▶ **WRITTEN REQUEST**: Print the lines below without any changes, from the line containing "If you could pick out the white wall" through the final line, with both ends included.
>> START AVAILABLE DATA
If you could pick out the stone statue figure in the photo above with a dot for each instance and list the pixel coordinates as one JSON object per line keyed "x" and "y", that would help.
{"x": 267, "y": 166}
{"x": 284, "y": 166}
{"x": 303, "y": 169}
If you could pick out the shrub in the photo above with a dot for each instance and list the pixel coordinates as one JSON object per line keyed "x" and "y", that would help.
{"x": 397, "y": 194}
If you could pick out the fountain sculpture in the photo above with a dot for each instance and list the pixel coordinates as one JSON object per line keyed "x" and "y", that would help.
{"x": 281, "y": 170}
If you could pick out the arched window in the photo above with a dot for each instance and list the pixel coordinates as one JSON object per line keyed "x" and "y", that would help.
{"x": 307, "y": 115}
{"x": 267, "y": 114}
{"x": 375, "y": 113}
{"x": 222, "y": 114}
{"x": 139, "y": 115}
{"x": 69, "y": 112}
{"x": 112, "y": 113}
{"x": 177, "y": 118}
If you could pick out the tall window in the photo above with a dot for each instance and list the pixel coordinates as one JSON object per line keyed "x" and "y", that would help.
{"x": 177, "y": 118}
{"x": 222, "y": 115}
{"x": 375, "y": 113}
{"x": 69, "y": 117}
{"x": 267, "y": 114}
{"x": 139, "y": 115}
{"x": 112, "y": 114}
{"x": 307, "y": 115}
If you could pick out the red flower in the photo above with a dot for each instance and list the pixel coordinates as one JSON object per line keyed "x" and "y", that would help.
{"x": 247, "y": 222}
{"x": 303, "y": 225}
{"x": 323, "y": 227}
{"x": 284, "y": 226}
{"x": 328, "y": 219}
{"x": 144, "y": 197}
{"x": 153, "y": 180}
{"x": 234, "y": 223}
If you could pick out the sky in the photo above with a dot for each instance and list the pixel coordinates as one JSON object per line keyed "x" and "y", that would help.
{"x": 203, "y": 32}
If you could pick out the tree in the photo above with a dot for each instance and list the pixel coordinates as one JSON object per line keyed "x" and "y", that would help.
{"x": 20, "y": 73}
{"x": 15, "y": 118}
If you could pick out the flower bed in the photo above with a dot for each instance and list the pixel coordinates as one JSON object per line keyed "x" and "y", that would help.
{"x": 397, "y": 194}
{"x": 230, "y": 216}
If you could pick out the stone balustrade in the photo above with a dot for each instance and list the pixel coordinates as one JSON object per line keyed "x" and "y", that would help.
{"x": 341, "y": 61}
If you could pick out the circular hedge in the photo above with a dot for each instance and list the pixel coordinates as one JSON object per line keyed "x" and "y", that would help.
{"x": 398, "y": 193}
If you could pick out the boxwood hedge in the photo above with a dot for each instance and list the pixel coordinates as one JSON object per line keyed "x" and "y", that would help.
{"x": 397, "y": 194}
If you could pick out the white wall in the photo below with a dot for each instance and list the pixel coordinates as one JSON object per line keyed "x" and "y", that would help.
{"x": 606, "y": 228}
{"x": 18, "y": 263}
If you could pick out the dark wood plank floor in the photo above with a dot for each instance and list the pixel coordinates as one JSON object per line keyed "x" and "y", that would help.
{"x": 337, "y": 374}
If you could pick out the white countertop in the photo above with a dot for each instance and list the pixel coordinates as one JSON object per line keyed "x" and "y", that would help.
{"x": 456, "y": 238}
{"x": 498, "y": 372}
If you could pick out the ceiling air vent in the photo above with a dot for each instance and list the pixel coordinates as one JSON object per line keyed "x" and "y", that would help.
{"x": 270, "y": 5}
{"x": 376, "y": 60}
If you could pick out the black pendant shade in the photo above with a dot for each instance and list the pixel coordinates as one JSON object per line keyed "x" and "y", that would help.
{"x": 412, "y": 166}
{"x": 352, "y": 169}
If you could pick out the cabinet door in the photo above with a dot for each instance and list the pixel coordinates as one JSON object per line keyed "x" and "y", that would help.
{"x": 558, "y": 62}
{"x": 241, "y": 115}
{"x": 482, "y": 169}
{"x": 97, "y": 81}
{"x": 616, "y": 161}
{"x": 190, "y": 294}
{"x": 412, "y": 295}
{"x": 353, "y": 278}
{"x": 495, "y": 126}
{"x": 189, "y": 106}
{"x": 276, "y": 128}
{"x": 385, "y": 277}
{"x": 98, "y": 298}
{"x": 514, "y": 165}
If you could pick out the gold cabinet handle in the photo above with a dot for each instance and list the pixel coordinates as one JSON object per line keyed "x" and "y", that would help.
>> END AVAILABLE DATA
▶ **WORKED SOLUTION**:
If you could pick out the white wall in the photo below with a dot for each instance and list the pixel coordinates as one JSON object per line keyed "x" and "y", that would help.
{"x": 606, "y": 228}
{"x": 18, "y": 263}
If you could pick out the dark wood plank floor in the photo above with a dot for each instance and list the pixel coordinates as one JSON object per line keyed "x" and "y", that would help.
{"x": 337, "y": 374}
If you could pick out the white countertop in the photo above with a dot for each instance and list the pixel coordinates as one JSON object per line keyed "x" and "y", that would help.
{"x": 456, "y": 238}
{"x": 498, "y": 372}
If you could pick out the ceiling air vent in the photo above with a dot for each instance and list the pixel coordinates as one JSON object per line keyed "x" and "y", that would help.
{"x": 270, "y": 5}
{"x": 376, "y": 60}
If you could pick out the black pendant shade in the photo above with a dot for each instance and list the pixel coordinates as one JSON object per line keyed "x" and "y", that would help.
{"x": 412, "y": 166}
{"x": 352, "y": 169}
If you could pick out the cabinet door in the photo above with a dot for each instance and list the pixel coordinates as one JSON object per line keyed "x" and "y", that would help.
{"x": 558, "y": 62}
{"x": 241, "y": 115}
{"x": 482, "y": 169}
{"x": 97, "y": 81}
{"x": 616, "y": 161}
{"x": 190, "y": 294}
{"x": 412, "y": 295}
{"x": 353, "y": 278}
{"x": 495, "y": 126}
{"x": 189, "y": 106}
{"x": 276, "y": 128}
{"x": 385, "y": 277}
{"x": 98, "y": 298}
{"x": 514, "y": 165}
If you could pick out the gold cabinet handle in the photo above with a dot for each instance and list the pixel coordinates as one JSON object per line keyed "x" and "y", that would help.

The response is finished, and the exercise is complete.